#### [Activity]
Continue the text on recovery from failure in aviation, starting right after its last sentence.

#### [Selected extract]
Recovery from Failure
From SKYbrary Wiki
“Recovery from Failure” is a phrase used to describe a need in aviation to continue real-time operations to a safe conclusion despite a critical part of a system (technical, procedural, or human) failing, sometimes at the most crucial time.
Continuation of operations to a safe conclusion can be guaranteed, or at least facilitated, through system design, redundancy, back-up systems or procedures, safety nets, and even accurate fault diagnoses and timely, correct responses by human operators. Many of these features are built-in as system defences, but, as the subject concerns recovery from failure (or after failure) these features can be considered as “containment” measures.
The Bow Tie diagram above can be used to represent this concept. Consider the hazardous event as the Failure. Controls prior to Failure can be considered Safety Defences (which themselves may have failed). Controls post Failure can be considered Containment Measures which facilitate Recovery and a safe (or safer) outcome.
Continuation of safe operations is often associated with a “recovery”, and there is one particular area where the recovery and continuation differ from most other situations; this concerns computer/software systems which fail (or freeze), but then can be “re-booted”, data recovered and re-engaged on-line.
Some of these issues are now discussed briefly through simple examples. More details, for specific failures, can be gained from reading the related articles listed below.
- Basic design. One of the simplest concepts to grasp concerning design is the use of more than one engine; if one fails, the other is designed to be powerful enough to continue operations safely. Furthermore, by placing engines under-the-wing instead of inside the wing, then added protection is provided to other critical aircraft systems (other engines, fuel, hydraulics) if an engine fails “explosively”.
- Recovering from a system failure. E.g. recovering from the failure of flaps to lower. First of all the possibility of this happening on modern aircraft is much reduced by the design of the hydraulic system allowing for leaks to be isolated, thereby protecting essential services such as undercarriage and flaps. Furthermore, back-up air-driven, or electric hydraulic pumps may be available allowing for redundancy. Further back-up may be possible through accumulators that hold “one-shot” applications of services. This example shows a multi-level design that allows many opportunities to recover from failure; or, actually prevent total failure. If, however, the flaps still fail to lower, there will be Standard Operating Procedures that guide the pilots to select a suitable runway (landing length, navigation and visual aids), environmental conditions (wind, runway contamination), adjusted approach and landing speeds, recommendations for braking and reverse thrust use for deceleration etc. Performance calculations to determine the landing distance required can be considered to contain a safety net in the form of a % safety margin.

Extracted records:
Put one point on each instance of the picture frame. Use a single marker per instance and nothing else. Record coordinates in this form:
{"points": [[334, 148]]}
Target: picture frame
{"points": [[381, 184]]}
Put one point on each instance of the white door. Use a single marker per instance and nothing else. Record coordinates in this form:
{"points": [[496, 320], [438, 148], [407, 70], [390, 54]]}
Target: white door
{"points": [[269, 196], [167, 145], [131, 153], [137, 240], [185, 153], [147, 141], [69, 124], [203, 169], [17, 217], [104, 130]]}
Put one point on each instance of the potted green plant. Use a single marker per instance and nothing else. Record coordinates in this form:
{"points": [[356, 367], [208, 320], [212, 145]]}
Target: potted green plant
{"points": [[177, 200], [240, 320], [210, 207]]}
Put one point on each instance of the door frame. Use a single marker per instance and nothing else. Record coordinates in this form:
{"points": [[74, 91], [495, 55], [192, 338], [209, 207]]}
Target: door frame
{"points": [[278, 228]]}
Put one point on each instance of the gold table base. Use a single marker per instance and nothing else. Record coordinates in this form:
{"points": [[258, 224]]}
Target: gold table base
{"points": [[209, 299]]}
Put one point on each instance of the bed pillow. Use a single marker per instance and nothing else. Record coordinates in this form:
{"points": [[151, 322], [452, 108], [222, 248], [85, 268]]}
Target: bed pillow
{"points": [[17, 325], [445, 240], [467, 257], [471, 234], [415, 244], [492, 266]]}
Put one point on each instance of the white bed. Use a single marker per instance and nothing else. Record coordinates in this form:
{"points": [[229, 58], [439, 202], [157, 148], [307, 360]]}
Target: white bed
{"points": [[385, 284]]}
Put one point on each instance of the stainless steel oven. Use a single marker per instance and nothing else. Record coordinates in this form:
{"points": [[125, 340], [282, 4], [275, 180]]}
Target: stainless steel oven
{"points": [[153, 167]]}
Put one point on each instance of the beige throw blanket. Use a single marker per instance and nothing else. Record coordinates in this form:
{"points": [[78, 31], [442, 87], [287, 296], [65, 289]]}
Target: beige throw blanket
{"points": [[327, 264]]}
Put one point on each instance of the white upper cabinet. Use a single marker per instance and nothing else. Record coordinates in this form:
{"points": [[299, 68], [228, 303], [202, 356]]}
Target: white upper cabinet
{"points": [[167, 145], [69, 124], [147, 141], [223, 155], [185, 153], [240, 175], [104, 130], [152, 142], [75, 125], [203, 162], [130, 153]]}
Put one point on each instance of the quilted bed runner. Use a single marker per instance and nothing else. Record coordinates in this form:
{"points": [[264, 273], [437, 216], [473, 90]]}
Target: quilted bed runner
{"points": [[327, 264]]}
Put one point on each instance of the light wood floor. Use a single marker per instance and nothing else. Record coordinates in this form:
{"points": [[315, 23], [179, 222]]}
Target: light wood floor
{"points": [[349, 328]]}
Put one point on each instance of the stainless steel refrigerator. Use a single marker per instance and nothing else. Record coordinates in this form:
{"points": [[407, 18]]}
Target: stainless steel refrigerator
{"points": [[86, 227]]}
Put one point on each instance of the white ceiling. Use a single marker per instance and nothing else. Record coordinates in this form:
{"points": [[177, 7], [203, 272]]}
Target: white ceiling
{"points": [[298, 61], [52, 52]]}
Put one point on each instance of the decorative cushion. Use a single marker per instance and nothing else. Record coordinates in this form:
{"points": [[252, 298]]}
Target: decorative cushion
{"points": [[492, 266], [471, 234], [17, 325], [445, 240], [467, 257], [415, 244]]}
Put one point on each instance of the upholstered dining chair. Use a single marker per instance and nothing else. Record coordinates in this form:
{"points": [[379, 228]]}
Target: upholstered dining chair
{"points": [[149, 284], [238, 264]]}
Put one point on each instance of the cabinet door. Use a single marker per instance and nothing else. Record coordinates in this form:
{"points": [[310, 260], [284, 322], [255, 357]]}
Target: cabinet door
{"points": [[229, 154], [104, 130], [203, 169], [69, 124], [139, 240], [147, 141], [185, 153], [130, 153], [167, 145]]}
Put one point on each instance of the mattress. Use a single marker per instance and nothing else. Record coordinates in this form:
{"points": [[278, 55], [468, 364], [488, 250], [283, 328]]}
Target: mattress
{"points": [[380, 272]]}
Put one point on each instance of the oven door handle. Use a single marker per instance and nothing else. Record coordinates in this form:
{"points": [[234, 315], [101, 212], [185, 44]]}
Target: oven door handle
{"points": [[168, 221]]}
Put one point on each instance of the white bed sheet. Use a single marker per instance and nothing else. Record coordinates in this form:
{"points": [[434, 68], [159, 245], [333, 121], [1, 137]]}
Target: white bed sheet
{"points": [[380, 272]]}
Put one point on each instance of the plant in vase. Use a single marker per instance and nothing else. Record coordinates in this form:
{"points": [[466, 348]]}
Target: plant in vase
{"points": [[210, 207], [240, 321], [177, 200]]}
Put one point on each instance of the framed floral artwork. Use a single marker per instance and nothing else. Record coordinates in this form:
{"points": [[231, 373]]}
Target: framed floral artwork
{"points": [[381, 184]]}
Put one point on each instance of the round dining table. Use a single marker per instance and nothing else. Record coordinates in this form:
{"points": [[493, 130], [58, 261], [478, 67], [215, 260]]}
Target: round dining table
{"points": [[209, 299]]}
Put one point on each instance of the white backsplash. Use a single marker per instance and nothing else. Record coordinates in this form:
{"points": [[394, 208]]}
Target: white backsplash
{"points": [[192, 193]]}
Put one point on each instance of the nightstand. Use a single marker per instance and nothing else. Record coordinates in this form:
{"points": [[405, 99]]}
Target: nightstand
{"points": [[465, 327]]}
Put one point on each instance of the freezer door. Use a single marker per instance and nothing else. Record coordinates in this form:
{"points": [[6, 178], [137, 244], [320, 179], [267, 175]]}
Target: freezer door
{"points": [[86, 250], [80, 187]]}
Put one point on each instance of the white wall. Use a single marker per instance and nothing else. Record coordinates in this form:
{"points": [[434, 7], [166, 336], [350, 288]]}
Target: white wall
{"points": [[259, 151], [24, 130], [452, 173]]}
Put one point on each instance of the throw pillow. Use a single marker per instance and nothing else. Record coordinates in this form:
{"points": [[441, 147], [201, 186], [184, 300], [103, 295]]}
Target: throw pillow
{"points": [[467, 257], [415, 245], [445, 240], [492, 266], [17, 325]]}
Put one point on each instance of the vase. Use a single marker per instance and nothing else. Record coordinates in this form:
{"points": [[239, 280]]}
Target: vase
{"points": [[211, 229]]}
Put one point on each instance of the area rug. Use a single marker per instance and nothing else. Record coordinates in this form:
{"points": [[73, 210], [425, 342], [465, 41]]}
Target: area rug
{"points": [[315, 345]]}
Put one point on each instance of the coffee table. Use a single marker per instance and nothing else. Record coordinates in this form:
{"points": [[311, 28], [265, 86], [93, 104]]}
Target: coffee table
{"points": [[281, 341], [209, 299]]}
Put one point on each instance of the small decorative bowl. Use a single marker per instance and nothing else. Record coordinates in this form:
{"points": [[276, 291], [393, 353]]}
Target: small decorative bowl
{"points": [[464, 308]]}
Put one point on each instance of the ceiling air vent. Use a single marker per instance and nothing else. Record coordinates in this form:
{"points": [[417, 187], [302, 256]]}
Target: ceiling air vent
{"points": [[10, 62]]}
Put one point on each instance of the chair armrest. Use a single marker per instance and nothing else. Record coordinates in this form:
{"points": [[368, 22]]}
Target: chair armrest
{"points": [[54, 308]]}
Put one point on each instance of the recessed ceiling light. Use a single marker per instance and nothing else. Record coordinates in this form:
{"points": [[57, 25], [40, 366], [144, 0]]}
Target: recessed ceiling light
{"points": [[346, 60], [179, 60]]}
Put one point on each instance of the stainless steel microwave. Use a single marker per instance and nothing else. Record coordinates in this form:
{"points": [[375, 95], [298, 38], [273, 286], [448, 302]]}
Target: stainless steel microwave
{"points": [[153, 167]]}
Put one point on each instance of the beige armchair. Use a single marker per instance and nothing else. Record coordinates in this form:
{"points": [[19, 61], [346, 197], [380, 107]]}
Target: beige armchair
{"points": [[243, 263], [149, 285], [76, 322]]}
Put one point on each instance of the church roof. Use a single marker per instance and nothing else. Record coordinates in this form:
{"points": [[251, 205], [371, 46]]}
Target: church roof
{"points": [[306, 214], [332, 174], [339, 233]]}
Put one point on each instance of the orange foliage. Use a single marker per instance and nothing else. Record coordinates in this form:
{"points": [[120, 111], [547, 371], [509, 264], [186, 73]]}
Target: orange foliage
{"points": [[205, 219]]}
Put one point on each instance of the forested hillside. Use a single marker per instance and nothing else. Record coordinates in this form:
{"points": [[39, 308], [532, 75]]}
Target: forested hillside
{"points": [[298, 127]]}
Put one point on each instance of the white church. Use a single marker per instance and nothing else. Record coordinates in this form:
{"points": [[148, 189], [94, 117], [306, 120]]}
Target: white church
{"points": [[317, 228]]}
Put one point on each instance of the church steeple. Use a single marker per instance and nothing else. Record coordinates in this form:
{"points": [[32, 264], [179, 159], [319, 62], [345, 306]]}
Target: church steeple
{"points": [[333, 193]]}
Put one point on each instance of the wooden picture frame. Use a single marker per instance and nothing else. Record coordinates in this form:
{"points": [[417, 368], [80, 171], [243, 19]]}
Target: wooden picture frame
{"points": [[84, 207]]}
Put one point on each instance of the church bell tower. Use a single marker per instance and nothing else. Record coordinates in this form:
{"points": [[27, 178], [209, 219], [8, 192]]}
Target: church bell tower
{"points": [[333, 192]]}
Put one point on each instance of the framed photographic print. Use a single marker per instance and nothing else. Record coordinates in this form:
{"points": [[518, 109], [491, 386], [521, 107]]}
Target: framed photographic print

#### [Response box]
- Recovering from specific situations. When people talk about the concept of “recovery from failure” they are often referring to the several critical situations that pilots are trained to recover from, such as recovery from: engine failure during take-off, unusual attitudes (loss of control), uncontained engine failure, rejected take-off and rejected landing. These recovery techniques are skill-based and procedure driven. The latest aircraft designs (2013) now have the capability to recover automatically from situations such as unusual attitudes, without input from pilots. In many cases it is even possible that entry into an unusual attitude and/or a stall is prevented by the aircraft’s automated systems.
- Recovering from human failure. When humans perform a skill poorly, or omit to perform an action (see human error), then a Safety Net can assist recovery. At the simplest level a safety net could be a harness to prevent an engineer from falling whilst attending to an engine. To a more technical degree, if an air traffic controller clears an aircraft to an unsafe level (where a conflict exists), or two pilots fail to level-off on time at their cleared Flight Level, then an Airborne Collision Avoidance System (ACAS) can help the pilots recover from a conflict caused by the Level Bust.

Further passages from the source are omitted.